• SHORT EXERCISE:
Rewrite every line of the records below, requests included, scaling each x and y coordinate in the answers by 1.5 and rounding to the nearest whole number, halves up. Leave all other numbers as they are.

--- START ---

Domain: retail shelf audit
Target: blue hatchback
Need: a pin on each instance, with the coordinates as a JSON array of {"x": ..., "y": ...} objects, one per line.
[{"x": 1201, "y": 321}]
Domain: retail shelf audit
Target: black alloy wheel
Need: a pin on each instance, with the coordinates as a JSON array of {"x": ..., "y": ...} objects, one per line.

--- END ---

• WRITTEN REPLY:
Domain: retail shelf audit
Target: blue hatchback
Need: a pin on each instance, with the coordinates as a JSON array of {"x": ..., "y": ...} objects, one per line.
[{"x": 1802, "y": 482}]
Domain: retail shelf audit
Target: black alloy wheel
Need: a pin on each instance, with the coordinates as a JSON array of {"x": ..., "y": ...} objects, one per line.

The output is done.